YOUR ASSIGNMENT: Please return the listing exactly, line for line.

DATA TO EXAMINE below:

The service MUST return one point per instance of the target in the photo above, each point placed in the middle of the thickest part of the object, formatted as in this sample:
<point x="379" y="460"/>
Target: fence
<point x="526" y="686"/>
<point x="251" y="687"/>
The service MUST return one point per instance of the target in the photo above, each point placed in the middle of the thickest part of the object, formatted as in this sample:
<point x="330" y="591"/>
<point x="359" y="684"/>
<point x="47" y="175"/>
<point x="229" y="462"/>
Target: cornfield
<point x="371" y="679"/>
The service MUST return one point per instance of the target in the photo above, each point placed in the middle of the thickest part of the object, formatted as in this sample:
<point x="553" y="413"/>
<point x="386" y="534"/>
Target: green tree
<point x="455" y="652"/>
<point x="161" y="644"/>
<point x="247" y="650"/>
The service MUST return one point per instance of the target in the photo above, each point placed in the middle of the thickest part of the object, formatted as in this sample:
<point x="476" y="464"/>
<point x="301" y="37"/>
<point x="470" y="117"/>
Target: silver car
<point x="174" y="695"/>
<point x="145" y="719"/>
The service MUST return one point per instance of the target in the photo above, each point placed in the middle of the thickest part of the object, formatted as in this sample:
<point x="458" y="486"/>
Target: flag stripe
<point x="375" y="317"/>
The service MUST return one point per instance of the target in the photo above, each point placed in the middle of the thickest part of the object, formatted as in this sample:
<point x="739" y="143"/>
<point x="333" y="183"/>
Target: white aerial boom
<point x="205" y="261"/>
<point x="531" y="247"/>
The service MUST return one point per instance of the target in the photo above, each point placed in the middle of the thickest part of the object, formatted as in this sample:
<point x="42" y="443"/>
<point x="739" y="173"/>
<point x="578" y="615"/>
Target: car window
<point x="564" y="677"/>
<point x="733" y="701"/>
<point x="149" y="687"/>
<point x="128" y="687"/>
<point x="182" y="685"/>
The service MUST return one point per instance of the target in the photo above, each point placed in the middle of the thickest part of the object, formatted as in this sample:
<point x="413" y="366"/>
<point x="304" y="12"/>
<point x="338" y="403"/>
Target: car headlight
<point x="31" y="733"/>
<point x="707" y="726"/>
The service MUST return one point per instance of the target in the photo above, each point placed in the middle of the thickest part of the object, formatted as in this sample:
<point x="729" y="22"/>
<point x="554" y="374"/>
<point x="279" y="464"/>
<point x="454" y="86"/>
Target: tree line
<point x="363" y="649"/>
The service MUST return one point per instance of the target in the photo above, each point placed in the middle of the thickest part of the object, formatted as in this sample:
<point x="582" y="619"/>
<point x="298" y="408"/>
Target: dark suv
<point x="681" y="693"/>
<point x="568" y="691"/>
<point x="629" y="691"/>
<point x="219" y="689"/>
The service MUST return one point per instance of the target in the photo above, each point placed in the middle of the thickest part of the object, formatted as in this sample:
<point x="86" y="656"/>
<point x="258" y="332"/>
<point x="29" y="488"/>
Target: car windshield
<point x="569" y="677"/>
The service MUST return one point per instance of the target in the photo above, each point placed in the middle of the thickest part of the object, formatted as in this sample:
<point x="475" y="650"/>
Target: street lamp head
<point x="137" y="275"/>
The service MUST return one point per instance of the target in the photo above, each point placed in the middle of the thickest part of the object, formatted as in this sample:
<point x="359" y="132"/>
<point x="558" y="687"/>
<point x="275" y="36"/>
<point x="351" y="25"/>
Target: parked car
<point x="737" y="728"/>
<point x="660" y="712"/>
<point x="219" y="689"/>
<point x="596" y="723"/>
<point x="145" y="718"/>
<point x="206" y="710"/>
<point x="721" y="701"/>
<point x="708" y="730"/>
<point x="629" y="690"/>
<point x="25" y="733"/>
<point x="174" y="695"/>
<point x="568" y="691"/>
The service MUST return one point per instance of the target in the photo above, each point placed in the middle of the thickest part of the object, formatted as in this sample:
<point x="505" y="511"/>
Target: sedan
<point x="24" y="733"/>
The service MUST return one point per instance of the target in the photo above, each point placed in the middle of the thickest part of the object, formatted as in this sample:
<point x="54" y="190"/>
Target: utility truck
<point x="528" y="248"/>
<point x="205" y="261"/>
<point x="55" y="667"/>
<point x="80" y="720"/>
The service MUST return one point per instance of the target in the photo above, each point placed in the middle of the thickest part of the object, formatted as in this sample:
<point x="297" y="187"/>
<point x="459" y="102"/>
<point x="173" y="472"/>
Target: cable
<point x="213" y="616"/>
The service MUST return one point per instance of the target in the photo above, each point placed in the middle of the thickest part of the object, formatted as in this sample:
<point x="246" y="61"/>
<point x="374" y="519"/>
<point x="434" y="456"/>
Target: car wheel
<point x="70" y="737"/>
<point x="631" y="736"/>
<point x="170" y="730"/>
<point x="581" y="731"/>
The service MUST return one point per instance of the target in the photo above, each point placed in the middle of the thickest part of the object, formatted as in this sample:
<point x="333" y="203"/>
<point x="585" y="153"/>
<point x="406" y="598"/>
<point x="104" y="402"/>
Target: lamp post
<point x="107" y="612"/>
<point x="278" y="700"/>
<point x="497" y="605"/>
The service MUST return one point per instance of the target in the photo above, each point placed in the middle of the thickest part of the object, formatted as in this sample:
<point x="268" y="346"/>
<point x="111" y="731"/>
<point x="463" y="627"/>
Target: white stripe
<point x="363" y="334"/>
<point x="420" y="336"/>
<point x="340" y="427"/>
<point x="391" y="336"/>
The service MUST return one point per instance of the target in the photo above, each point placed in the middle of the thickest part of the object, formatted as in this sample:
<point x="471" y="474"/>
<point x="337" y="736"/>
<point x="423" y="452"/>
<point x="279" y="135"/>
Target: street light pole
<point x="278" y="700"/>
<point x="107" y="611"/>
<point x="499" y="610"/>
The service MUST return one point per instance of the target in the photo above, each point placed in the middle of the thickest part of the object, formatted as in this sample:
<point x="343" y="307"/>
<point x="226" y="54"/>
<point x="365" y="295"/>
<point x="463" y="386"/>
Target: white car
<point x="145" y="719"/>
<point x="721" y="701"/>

End of DATA TO EXAMINE.

SOLVED PROBLEM:
The service MUST return one point per instance of the target in the photo above, each point placed in the middle of the thickest part of the object, formatted as in this sample:
<point x="379" y="460"/>
Target: fence
<point x="526" y="686"/>
<point x="251" y="687"/>
The service MUST return one point per instance of the target in the photo above, each point placed in the middle of the thickest part of the object, formatted as in this sample:
<point x="330" y="591"/>
<point x="359" y="684"/>
<point x="47" y="175"/>
<point x="229" y="462"/>
Target: cornfield
<point x="371" y="679"/>
The service MUST return one point per instance of the target in the photo above, each point placed in the middle of the thickest part of the object, formatted as in this sample:
<point x="553" y="413"/>
<point x="386" y="534"/>
Target: green tree
<point x="455" y="652"/>
<point x="161" y="644"/>
<point x="247" y="650"/>
The service MUST return one point per instance of the target in the photo above, each point placed in the middle of the thickest part of the object, formatted as in this sample:
<point x="476" y="464"/>
<point x="301" y="37"/>
<point x="470" y="117"/>
Target: silver car
<point x="174" y="695"/>
<point x="145" y="719"/>
The service MUST return one point per instance of the target in the photo above, each point placed in the middle of the thickest part of the object, formatted as in this sample:
<point x="458" y="486"/>
Target: flag stripe
<point x="375" y="317"/>
The service MUST return one point per instance of the target in the photo above, each point placed in the middle of the thickest part of the object, formatted as in this sample:
<point x="739" y="143"/>
<point x="333" y="183"/>
Target: white aerial boom
<point x="205" y="261"/>
<point x="531" y="247"/>
The service MUST return one point per instance of the target in the photo above, each point placed in the middle of the thickest part of the object, formatted as in this sample:
<point x="42" y="443"/>
<point x="739" y="173"/>
<point x="578" y="615"/>
Target: car window
<point x="564" y="677"/>
<point x="733" y="701"/>
<point x="149" y="687"/>
<point x="128" y="687"/>
<point x="182" y="685"/>
The service MUST return one point per instance of the target in the photo above, each point placed in the middle of the thickest part of the object, formatted as in this sample:
<point x="413" y="366"/>
<point x="304" y="12"/>
<point x="338" y="403"/>
Target: car headlight
<point x="31" y="733"/>
<point x="707" y="726"/>
The service MUST return one point per instance of the target in the photo above, each point placed in the middle of the thickest part of the object, formatted as in this sample:
<point x="729" y="22"/>
<point x="554" y="374"/>
<point x="279" y="464"/>
<point x="454" y="86"/>
Target: tree line
<point x="363" y="649"/>
The service MUST return one point per instance of the target in the photo above, each point placed in the middle of the thickest part of the object, formatted as in this sample:
<point x="582" y="619"/>
<point x="298" y="408"/>
Target: dark suv
<point x="681" y="693"/>
<point x="568" y="691"/>
<point x="629" y="691"/>
<point x="219" y="689"/>
The service MUST return one point per instance of the target in the photo above, each point placed in the middle of the thickest part of the object, formatted as in this sample:
<point x="86" y="656"/>
<point x="258" y="332"/>
<point x="29" y="488"/>
Target: car windshield
<point x="569" y="677"/>
The service MUST return one point per instance of the target in the photo above, each point placed in the middle of the thickest part of the object, formatted as in this sample:
<point x="475" y="650"/>
Target: street lamp head
<point x="137" y="275"/>
The service MUST return one point per instance of the target in the photo above, each point placed in the middle of the thickest part of the object, formatted as in this sample:
<point x="359" y="132"/>
<point x="558" y="687"/>
<point x="275" y="36"/>
<point x="351" y="25"/>
Target: parked car
<point x="737" y="728"/>
<point x="660" y="712"/>
<point x="219" y="689"/>
<point x="596" y="723"/>
<point x="145" y="718"/>
<point x="206" y="710"/>
<point x="721" y="701"/>
<point x="708" y="730"/>
<point x="629" y="690"/>
<point x="25" y="733"/>
<point x="174" y="695"/>
<point x="568" y="691"/>
The service MUST return one point per instance of the target in the photo above, each point placed in the middle of the thickest part of the object, formatted as in this sample:
<point x="505" y="511"/>
Target: sedan
<point x="24" y="733"/>
The service MUST return one point per instance of the target in the photo above, each point placed in the middle of the thickest part of the object, formatted as in this sample:
<point x="54" y="190"/>
Target: utility truck
<point x="528" y="248"/>
<point x="205" y="261"/>
<point x="55" y="667"/>
<point x="80" y="720"/>
The service MUST return one point per instance of the target in the photo above, each point placed in the middle of the thickest part of the object, formatted as in this sample:
<point x="297" y="187"/>
<point x="459" y="102"/>
<point x="173" y="472"/>
Target: cable
<point x="213" y="616"/>
The service MUST return one point per instance of the target in the photo above, each point placed in the middle of the thickest part of the object, formatted as in this sample:
<point x="246" y="61"/>
<point x="374" y="519"/>
<point x="434" y="456"/>
Target: car wheel
<point x="70" y="737"/>
<point x="631" y="736"/>
<point x="170" y="730"/>
<point x="581" y="731"/>
The service MUST return one point per instance of the target in the photo above, each point placed in the middle of the thickest part of the object, formatted as in this sample:
<point x="333" y="203"/>
<point x="585" y="153"/>
<point x="406" y="598"/>
<point x="104" y="402"/>
Target: lamp post
<point x="107" y="612"/>
<point x="278" y="700"/>
<point x="497" y="605"/>
The service MUST return one point per instance of the target in the photo above, each point placed in the middle of the thickest part of the object, formatted as in this sample:
<point x="268" y="346"/>
<point x="111" y="731"/>
<point x="463" y="627"/>
Target: white stripe
<point x="363" y="334"/>
<point x="420" y="336"/>
<point x="340" y="427"/>
<point x="391" y="336"/>
The service MUST return one point per instance of the target in the photo above, each point placed in the middle of the thickest part of the object, formatted as in this sample:
<point x="471" y="474"/>
<point x="337" y="736"/>
<point x="423" y="452"/>
<point x="279" y="135"/>
Target: street light pole
<point x="278" y="700"/>
<point x="107" y="611"/>
<point x="499" y="610"/>
The service MUST return one point per instance of the target in the photo above, each point placed in the middle of the thickest part of the object, formatted as in this sample:
<point x="343" y="307"/>
<point x="226" y="54"/>
<point x="365" y="295"/>
<point x="463" y="386"/>
Target: white car
<point x="145" y="719"/>
<point x="721" y="701"/>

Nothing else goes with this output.